## The task
Copy out all of the records. Keep every word exact.

[Data extracted from a collection]
Content starts
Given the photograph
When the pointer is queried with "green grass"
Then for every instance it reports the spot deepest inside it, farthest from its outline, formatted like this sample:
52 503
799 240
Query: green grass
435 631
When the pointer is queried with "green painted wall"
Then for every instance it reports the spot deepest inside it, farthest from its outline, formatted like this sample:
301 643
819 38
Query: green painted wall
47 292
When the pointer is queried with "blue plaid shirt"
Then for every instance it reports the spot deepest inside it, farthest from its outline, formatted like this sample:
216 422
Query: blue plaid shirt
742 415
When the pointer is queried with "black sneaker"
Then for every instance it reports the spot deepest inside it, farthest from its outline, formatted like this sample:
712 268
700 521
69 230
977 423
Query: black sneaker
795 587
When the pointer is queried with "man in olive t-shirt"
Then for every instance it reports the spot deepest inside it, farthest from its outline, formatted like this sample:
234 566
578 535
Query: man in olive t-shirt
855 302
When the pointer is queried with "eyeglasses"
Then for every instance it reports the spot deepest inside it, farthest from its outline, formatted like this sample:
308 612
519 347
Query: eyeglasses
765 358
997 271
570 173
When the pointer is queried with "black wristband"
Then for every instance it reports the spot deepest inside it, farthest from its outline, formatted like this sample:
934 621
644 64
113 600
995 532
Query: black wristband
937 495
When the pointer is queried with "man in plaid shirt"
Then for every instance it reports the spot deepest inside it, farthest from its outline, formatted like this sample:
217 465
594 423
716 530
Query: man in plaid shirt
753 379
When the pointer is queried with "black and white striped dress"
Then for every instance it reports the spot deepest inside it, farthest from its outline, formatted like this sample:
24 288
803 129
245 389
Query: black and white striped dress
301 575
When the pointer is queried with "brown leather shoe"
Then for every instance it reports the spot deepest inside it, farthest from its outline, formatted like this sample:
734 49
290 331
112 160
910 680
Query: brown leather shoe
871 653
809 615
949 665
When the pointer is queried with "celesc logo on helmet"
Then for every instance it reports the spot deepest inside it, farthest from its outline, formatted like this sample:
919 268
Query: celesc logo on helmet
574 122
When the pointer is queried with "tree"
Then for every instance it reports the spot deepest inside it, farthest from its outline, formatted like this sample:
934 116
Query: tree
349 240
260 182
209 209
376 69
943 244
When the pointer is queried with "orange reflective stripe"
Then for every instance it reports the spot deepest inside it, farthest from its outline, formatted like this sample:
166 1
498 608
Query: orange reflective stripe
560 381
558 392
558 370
Content ends
## Solution
Given the photograph
When the pointer is queried with "green grass"
Then for every instance it reports the spot deepest inside it, farthest from its outline, formatted like this sample:
52 503
799 240
Query: green grass
435 631
When the pointer is queried with "green painted wall"
Then for every instance it reports the spot deepest inside it, farthest from its outline, formatted like this sample:
301 643
819 38
Query: green painted wall
47 292
When the pointer is queried with "blue plaid shirt"
Then for every instance it reports the spot deepest inside it, farthest from its outline, formatted like this sample:
216 422
Query: blue plaid shirt
742 415
When the pointer is queried with "black sneaker"
Then for every instance it reports the spot deepest inside it, farthest from its outline, formatted like this sample:
712 268
700 521
69 230
977 423
Query: black sneaker
795 587
When the pointer is queried with "man in olive t-shirt"
Then for every instance it reports the spot deepest inside it, farthest from its outline, formatted like this sample:
234 566
578 535
Query: man in olive t-shirt
855 302
When the pointer is queried with "eyeglasses"
Then for every instance it reports the spot deepest inside it, farthest from its outline, formatted like this sample:
308 612
519 347
Query: eyeglasses
765 358
997 271
570 173
When the pointer is queried with "black wristband"
Then for every instance it reports the spot deepest inside it, farthest from its outline, formatted like this sample:
934 621
644 64
113 600
995 532
Query: black wristband
937 495
When the pointer is queried with "man in plaid shirt"
Then for every instance it reports the spot deepest inside it, farthest from its outline, formatted like this sample:
217 465
594 423
716 530
Query: man in plaid shirt
753 379
When the pointer is queried with "black and white striped dress"
Then for every instance it reports the spot deepest inside it, farthest from its outline, formatted like this sample:
24 288
803 129
245 389
Query: black and white striped dress
301 575
When the pointer is queried with "brown leather shoe"
Then for every instance it reports the spot deepest inside it, farthest from its outline, formatted like this sample:
734 49
290 331
112 160
910 680
Query: brown leather shoe
871 653
809 615
949 665
When the pointer is queried with "celesc logo on helmet"
Then for every instance it reports the spot deepest inside it, farthest from its outline, formatted like this sample:
919 268
Query: celesc logo on helmet
574 122
When the pointer is queried with "tree"
Then for every instance it reports the spot deepest inside it, farthest from its outline, formatted like this sample:
934 116
Query: tree
349 240
260 182
209 209
376 69
943 244
When the pointer is queried with "orange reflective stripe"
Then for every instance it reports the spot deepest inside it, farthest from its outline, formatted like this sample:
166 1
498 608
Query: orange reflective stripe
560 381
558 392
558 370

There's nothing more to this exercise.